PayPal is a US-based digital payments platform that allows individuals and businesses to send money, make purchases, and receive payments online without exposing their bank account or card details directly to merchants. Founded in 1998 and headquartered in San Jose, California, it is today the world’s dominant online payment processor.
As of Q4 2025, PayPal operates approximately 431 million active accounts across more than 200 countries and processes over 100+ currencies. The platform generated $30.4 billion in net revenue in 2025 and processed $1.53 trillion in total payment volume. It holds roughly a 45% share of the global online payment processing market — more than Stripe (17%) and Shopify Pay combined. PayPal also owns Venmo, Braintree, Xoom, and Honey.
For consumers, PayPal works as a digital wallet linked to a bank account, debit card, or credit card. For merchants, it functions as both a checkout tool and a payment processor, used by approximately 78% of the top 1,500 online retailers in the US.
Is PayPal Safe? The Full Analysis
Data Privacy: What PayPal Collects — and What It Does With It
PayPal’s data collection practices are extensive — and largely standard for a fintech company of its scale, though they merit careful reading.
When you create an account, PayPal collects your name, address, date of birth, Social Security number (if you exceed certain transaction thresholds), tax identification information, and linked financial account details. During transactions, PayPal logs device identifiers, IP addresses, browser type, geographic location, and behavioral patterns, including how you navigate the platform and what you purchase.
What happens to that data matters more than what’s collected. PayPal’s privacy policy (verified March 2026) explicitly states that it shares user data with:
- Affiliated companies (Venmo, Braintree, Xoom, Honey)
- Service providers processing payments, fraud detection, customer support, and marketing
- Financial institutions for transaction completion
- Advertising partners for targeted ad delivery
Unlike some competitors, PayPal does not sell personal data outright, but it does license behavioral and transaction data for targeted advertising — a distinction that matters legally but may feel academic to privacy-conscious users. Under CCPA (California) and GDPR (EU), users have rights to request data access, deletion, and opt-out of certain sharing. PayPal provides a data privacy dashboard for this purpose via its official Privacy Policy and data rights portal.
Comparison note: Unlike Apple Pay — which processes transactions with minimal data retention and does not use purchase data for advertising — PayPal monetizes behavioral insights as part of its business model. Zelle, operated through banks, is subject to tighter banking privacy regulations but offers no Purchase Protection in exchange.
Privacy verdict: ⚠️ Moderate. PayPal’s data practices are transparent and legal, but they go well beyond what’s strictly necessary to process a payment. Users who prioritize data minimization should consider this carefully.
Payment Security: Is Your Money Safe on PayPal?
This is where PayPal earns its strongest marks. The platform employs several layers of technical security that make financial fraud during a properly executed transaction genuinely difficult.

------------------------------------------------------------------------

◆ TASK A:
Answer these questions about the PayPal article:
(i) In what year was PayPal founded, and where is it headquartered?
(ii) Roughly what share of the global online payment processing market does PayPal hold?
(iii) What privacy verdict does the article give PayPal?
◆ TASK B: Please write the next part of the PayPal article, picking up right after its final sentence.

◆ Raw records:
------------------------------------------------------------------------

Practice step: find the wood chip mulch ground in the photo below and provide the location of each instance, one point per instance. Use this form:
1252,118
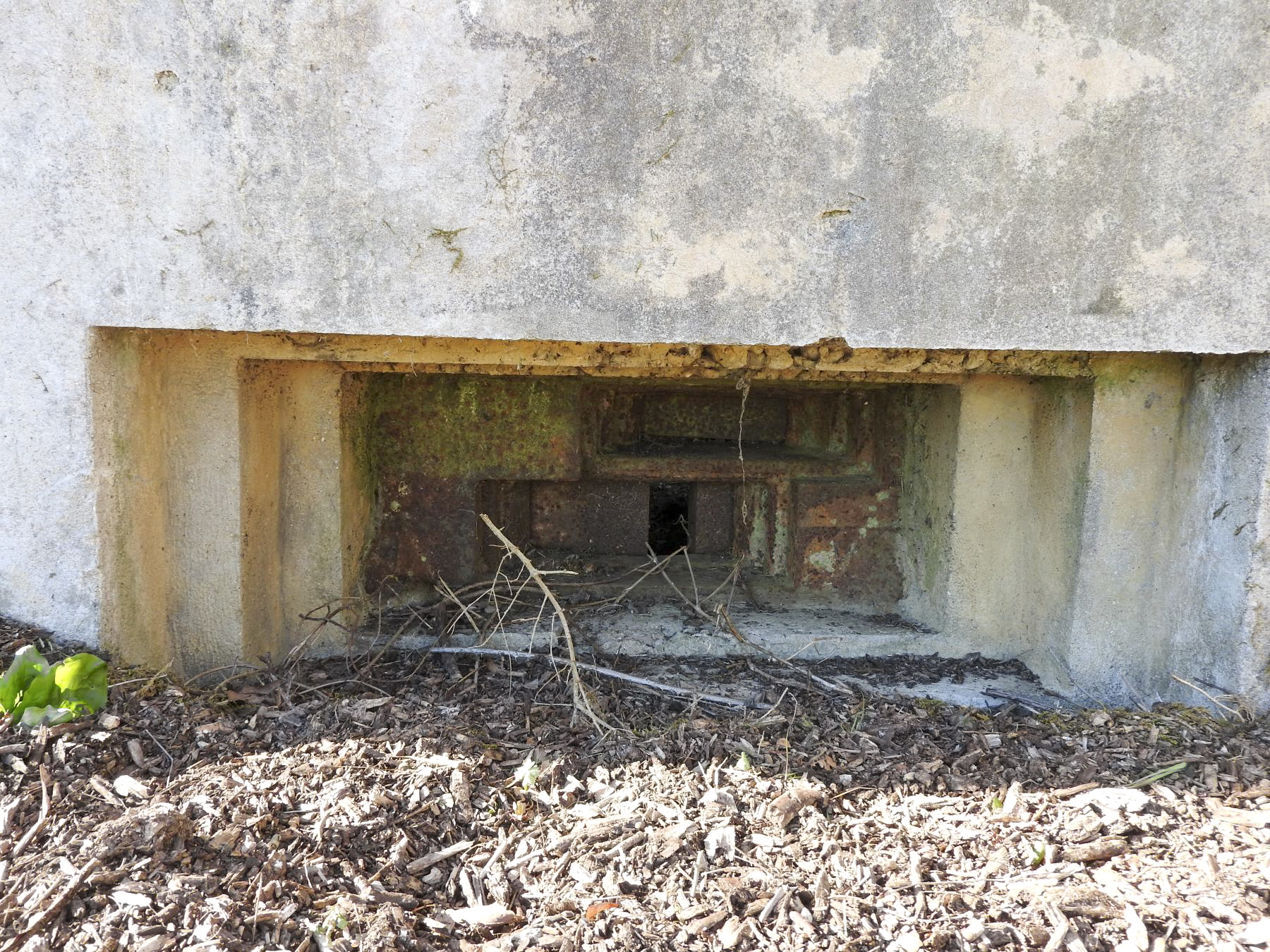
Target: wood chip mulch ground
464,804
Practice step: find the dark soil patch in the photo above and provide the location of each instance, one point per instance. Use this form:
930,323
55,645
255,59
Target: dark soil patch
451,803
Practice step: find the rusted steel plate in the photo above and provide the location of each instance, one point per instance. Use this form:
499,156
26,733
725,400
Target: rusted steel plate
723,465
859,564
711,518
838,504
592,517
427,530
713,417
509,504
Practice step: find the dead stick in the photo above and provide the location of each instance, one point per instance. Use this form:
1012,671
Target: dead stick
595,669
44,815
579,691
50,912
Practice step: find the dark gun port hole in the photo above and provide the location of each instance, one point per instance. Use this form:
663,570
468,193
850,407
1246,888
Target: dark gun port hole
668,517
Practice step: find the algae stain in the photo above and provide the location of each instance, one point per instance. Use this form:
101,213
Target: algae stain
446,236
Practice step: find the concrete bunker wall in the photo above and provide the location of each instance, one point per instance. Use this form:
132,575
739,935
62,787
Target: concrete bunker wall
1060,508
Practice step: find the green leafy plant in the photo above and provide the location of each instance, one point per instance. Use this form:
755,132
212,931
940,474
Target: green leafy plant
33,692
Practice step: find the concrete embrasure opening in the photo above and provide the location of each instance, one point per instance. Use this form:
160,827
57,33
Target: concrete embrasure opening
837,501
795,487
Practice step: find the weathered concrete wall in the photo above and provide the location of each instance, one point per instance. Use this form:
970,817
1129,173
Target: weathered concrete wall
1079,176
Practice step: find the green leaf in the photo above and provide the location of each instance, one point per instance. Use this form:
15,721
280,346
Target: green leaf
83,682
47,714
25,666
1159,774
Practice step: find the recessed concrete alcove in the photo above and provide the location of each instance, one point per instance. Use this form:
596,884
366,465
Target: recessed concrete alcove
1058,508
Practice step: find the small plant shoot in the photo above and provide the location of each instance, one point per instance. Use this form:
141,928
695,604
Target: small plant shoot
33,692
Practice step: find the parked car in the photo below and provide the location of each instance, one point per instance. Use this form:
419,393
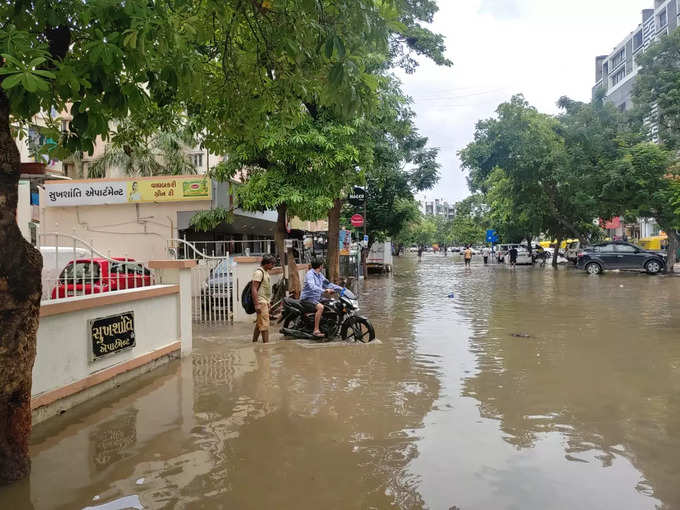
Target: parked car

------------------------------------------------------------------------

◆ TASK RESPONSE A:
(i) 1998; San Jose, California.
(ii) Roughly 45%.
(iii) Moderate.

◆ TASK RESPONSE B:
Encryption and infrastructure: Every PayPal transaction is protected by 256-bit SSL/TLS encryption. Payment details are stored in a tokenized format, meaning that merchants and third parties never receive your actual card or bank account numbers — only a substitute token. PayPal also maintains a dedicated security operations center with real-time fraud monitoring.
Purchase Protection: PayPal’s buyer protection program covers eligible purchases if an item doesn’t arrive or is significantly different from described. Buyers must file a dispute within 180 days of the transaction. This protection applies to payments made as “Goods & Services” only — not to Friends & Family transfers, which are explicitly excluded. This distinction is critical and frequently exploited by scammers who ask buyers to use Friends & Family to “avoid fees.”
Compared to alternatives:
- Zelle: Transactions are near-instant and largely irreversible. Zelle offers no purchase protection, making it significantly riskier for online shopping. A 2023 FTC report found Zelle mentioned in 20% of payment-app fraud reports vs. PayPal’s 28% — but PayPal’s larger user base accounts for much of that gap.
- Credit cards: Generally offer superior fraud protection and more flexible chargebacks under the Fair Credit Billing Act (FCBA). Using PayPal funded by a credit card combines PayPal’s purchase protection with your card issuer’s chargeback rights, creating a double layer of protection.
- Cash App: Offers no purchase protection on transactions. Higher risk for commercial transactions.
FDIC insurance note: PayPal balances held in your PayPal account are not directly FDIC-insured as of March 2026, though PayPal holds funds in FDIC-insured partner banks. This differs from holding money directly in a bank account. PayPal has been working toward potential bank charter status but has not obtained one.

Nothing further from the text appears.